● **Requirement**: Reproduce the following records word for word, keeping every line in its original order.

● **Data shown**:
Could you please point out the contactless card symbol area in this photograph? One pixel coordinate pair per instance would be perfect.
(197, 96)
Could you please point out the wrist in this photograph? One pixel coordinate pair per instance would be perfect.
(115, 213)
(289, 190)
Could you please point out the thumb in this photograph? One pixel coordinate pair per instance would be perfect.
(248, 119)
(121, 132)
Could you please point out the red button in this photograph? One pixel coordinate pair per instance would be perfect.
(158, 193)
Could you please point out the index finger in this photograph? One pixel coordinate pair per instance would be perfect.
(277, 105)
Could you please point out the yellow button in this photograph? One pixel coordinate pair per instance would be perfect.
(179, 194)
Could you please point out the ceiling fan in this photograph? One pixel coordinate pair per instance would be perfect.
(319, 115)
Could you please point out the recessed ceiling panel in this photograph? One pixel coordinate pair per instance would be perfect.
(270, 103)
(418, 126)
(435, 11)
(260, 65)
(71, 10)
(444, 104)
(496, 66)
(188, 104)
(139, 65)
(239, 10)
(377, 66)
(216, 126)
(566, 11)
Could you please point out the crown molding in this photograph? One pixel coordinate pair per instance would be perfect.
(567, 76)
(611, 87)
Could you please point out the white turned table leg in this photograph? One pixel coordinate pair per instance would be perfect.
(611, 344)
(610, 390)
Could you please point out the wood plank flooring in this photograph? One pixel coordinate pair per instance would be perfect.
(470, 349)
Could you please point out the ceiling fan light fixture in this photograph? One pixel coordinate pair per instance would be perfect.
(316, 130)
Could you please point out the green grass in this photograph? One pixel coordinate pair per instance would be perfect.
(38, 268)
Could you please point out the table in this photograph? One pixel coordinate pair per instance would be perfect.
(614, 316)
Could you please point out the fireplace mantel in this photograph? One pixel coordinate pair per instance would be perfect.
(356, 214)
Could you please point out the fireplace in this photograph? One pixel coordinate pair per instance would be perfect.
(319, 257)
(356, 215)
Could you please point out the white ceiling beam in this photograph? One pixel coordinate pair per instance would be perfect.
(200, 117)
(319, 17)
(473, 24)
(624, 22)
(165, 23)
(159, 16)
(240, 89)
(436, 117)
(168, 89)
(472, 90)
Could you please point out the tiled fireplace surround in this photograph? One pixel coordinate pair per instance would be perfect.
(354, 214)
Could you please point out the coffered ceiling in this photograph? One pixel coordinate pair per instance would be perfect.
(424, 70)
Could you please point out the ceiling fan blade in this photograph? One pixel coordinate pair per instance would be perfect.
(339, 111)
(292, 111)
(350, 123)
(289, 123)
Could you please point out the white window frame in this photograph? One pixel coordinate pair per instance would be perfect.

● **Response**:
Could you please point out the contactless card symbol area in this photograph? One pixel coordinate pair per instance would be perfect.
(197, 96)
Could you please point out the wrist in this photograph? One pixel coordinate pair per instance would be perfect.
(115, 213)
(289, 190)
Could you please point out the thumb in this photograph? One pixel coordinate pair per instance would be perfect.
(248, 119)
(121, 132)
Could you please point out the red button in this photograph? One pixel coordinate pair per instance would be perfect.
(158, 193)
Could you please point out the index finger in this photograph? One pixel coordinate pair per instance would be perfect.
(277, 105)
Could you please point out the yellow button in this photograph? One pixel coordinate pair per instance would be perfect.
(179, 194)
Could you please point out the ceiling fan in this photograph? One pixel coordinate pair per instance would be perfect.
(319, 115)
Could you please point out the recessed ceiling panel in this photograph? One pixel coordinate pair per instance would be perfect.
(270, 103)
(418, 126)
(435, 11)
(260, 65)
(71, 10)
(444, 104)
(496, 66)
(188, 104)
(139, 65)
(239, 10)
(377, 66)
(216, 126)
(566, 11)
Could you please point out the crown molding in this photograph? One pixel coordinate pair per instance would be perfect.
(567, 76)
(611, 87)
Could you please point out the white turned table leg in this photograph? One pixel coordinate pair per instance would be perfect.
(611, 344)
(610, 390)
Could you please point out the wood plank flooring in this photograph? One pixel coordinate pair per instance would be perfect.
(470, 349)
Could you please point out the ceiling fan light fixture in this photograph? One pixel coordinate pair per instance would be perfect.
(316, 130)
Could you please point out the green grass in this photograph? One pixel coordinate pair per instance would be perfect.
(38, 268)
Could you please point out the table in this photograph? One pixel coordinate pair per instance would be perfect.
(614, 316)
Could you please point out the fireplace mantel in this photograph? One pixel coordinate pair per instance would be perfect.
(356, 214)
Could you please point out the fireplace in this photograph? One pixel coordinate pair per instance would be perfect.
(319, 257)
(356, 215)
Could you please point out the white ceiling beam in this photograph? One pixel coordinate pair per instance would be perfect.
(200, 117)
(319, 17)
(473, 24)
(624, 22)
(165, 23)
(159, 16)
(240, 89)
(436, 117)
(168, 89)
(472, 90)
Could you please point out the tiled fireplace surround in this photograph? One pixel coordinate pair per instance would be perfect.
(354, 214)
Could you please point out the coffered ceiling in this photograph? One pixel coordinate pair per instance would be perfect.
(424, 70)
Could you please point out the ceiling fan blade in this photograph? One pixel coordinate pair per instance would be perfect.
(339, 111)
(292, 111)
(350, 123)
(289, 123)
Could you please point out the white window frame in this photograph? One pixel coordinate pair per instance would be perfect.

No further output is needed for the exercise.